§ **Consegna A**:
Trascrivi senza alcuna modifica il passo della sentenza sulla diffamazione in ambito condominiale che inizia con "Sentenza scelta dal" e prosegue fino a "dell’ascensore, citofono ecc.)." incluso.
---- Estratto scelto
Cass. pen., sez. V 26-09-07 (18-09-07), n.35543 Comunicazione,redatta all’esito di un’assemblea condominiale e affissa in un luogo accessibile ad un numero indeterminato di soggetti,con la quale alcuni condomini siano indicati come morosi nel pagamenti.

Sentenza scelta dal dott. Domenico Cirasole direttore del sito giuridico http://www.gadit.it/

OSSERVA
D.L., G.F., T.G., P.V., I.P., Ga.Gi., V. M., sono stati condannati dal Tribunale di Messina con sentenza del 27.2.2002 alla pena di Euro 50,00 di multa ciascuno, oltre risarcimento danni, riconoscendoli colpevoli del delitto di diffamazione in danno di Z.S., C.C. e Z.M., per avere, all’esito di un’assemblea condominiale, redatto e affisso una comunicazione scritta con la quale si rendeva noto che, a causa della perdurante morosità dei predetti nel pagamento di quote condominiali, gli stessi sarebbero stati esclusi da alcuni servizi (uso dell’ascensore, citofono ecc.).
--------
---- Record forniti
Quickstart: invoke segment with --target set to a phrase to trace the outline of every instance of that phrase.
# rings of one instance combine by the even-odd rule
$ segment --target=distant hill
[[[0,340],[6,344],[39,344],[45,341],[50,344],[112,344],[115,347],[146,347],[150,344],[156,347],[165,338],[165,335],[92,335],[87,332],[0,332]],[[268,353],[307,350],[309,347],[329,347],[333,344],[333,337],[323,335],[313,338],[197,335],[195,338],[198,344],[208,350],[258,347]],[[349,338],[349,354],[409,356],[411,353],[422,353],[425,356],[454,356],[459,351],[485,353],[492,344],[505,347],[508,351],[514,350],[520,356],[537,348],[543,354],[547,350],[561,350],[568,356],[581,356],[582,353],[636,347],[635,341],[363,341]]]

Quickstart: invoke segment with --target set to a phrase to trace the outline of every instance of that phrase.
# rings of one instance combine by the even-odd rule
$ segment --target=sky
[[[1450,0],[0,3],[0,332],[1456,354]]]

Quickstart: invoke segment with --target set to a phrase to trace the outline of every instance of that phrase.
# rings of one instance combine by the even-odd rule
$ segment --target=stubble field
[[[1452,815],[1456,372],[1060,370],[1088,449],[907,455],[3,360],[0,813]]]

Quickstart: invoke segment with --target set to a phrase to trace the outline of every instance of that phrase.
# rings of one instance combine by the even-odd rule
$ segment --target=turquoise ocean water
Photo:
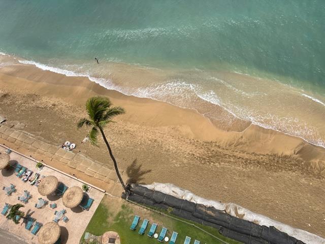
--------
§ **Consegna B**:
Riscrivi i record a partire dall'inizio fino alla riga che contiene "segment --target=distant hill", compresa, mettendo "nonzero" al posto di "even-odd" e lasciando tutto il resto identico. Riporta soltanto queste righe.

§ **Soluzione svolta A**:
Sentenza scelta dal dott. Domenico Cirasole direttore del sito giuridico http://www.gadit.it/

OSSERVA
D.L., G.F., T.G., P.V., I.P., Ga.Gi., V. M., sono stati condannati dal Tribunale di Messina con sentenza del 27.2.2002 alla pena di Euro 50,00 di multa ciascuno, oltre risarcimento danni, riconoscendoli colpevoli del delitto di diffamazione in danno di Z.S., C.C. e Z.M., per avere, all’esito di un’assemblea condominiale, redatto e affisso una comunicazione scritta con la quale si rendeva noto che, a causa della perdurante morosità dei predetti nel pagamento di quote condominiali, gli stessi sarebbero stati esclusi da alcuni servizi (uso dell’ascensore, citofono ecc.).

§ **Soluzione svolta B**:
Quickstart: invoke segment with --target set to a phrase to trace the outline of every instance of that phrase.
# rings of one instance combine by the nonzero rule
$ segment --target=distant hill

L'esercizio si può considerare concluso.